* Given instruction: Give back, word for word, the rows below from the line that contains "of the blue" through the end of the rows.

* Data for the task:
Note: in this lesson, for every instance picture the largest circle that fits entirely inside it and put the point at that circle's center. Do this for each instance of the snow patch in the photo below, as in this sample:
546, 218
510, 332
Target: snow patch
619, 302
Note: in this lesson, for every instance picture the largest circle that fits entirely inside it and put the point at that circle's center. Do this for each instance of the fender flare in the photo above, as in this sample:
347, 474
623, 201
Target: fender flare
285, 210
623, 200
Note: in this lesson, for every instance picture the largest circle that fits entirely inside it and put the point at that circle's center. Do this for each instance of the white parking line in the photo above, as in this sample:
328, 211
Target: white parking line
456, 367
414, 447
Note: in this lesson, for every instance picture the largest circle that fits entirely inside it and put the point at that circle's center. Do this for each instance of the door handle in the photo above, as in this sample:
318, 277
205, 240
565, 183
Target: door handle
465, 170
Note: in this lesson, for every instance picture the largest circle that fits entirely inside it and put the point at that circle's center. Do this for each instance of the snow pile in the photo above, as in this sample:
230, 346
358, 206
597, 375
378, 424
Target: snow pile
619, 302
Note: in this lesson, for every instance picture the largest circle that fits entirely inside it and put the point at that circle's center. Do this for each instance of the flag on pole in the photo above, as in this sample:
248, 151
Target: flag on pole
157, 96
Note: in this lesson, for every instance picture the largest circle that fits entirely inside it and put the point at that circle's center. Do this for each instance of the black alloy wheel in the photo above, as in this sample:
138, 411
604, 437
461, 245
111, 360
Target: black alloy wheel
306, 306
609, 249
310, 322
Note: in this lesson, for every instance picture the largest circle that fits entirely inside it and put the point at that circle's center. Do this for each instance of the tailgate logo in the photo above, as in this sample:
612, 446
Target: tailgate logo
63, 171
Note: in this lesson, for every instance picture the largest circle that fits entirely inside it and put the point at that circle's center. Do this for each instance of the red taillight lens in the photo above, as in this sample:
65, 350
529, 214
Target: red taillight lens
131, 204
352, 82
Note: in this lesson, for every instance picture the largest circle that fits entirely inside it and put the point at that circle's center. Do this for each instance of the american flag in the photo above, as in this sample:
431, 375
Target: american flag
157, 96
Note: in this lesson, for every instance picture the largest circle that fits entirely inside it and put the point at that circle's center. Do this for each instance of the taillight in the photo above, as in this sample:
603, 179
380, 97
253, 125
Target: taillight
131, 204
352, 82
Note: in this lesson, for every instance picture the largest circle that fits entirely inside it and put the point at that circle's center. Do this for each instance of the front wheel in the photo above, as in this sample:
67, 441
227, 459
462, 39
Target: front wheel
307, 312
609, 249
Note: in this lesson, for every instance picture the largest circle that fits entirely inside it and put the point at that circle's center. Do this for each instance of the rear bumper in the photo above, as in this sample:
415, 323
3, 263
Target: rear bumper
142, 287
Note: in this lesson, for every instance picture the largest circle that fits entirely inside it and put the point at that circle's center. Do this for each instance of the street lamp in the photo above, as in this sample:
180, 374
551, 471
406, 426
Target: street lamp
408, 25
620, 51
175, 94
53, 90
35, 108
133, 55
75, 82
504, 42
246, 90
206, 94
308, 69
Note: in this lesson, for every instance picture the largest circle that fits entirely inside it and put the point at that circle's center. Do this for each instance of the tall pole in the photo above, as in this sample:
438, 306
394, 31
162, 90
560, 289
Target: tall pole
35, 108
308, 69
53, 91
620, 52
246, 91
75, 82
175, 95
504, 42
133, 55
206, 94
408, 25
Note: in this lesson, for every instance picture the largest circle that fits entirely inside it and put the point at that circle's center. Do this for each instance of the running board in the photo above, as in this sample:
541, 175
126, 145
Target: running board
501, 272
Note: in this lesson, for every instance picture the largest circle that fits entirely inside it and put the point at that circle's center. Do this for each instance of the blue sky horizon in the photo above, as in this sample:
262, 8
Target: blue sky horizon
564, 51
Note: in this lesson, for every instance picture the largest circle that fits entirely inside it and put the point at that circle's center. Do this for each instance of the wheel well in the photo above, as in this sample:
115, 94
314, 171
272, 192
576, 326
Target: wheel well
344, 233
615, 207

* Full response:
Note: in this lesson, for every instance picture the largest circle that fits entirely inside it and put the point at that circle's center. Do this for each instance of the blue sky horizon in the photo above, as in this sample:
262, 8
Target: blue sky horizon
564, 51
Note: in this lesson, for every instance picture the largest circle that fits entirely inside it and put the point at that circle's center. Do this for each instance of the wheel well in the photo above, as in this sample:
115, 94
314, 171
272, 192
576, 326
Target: wheel well
344, 233
615, 207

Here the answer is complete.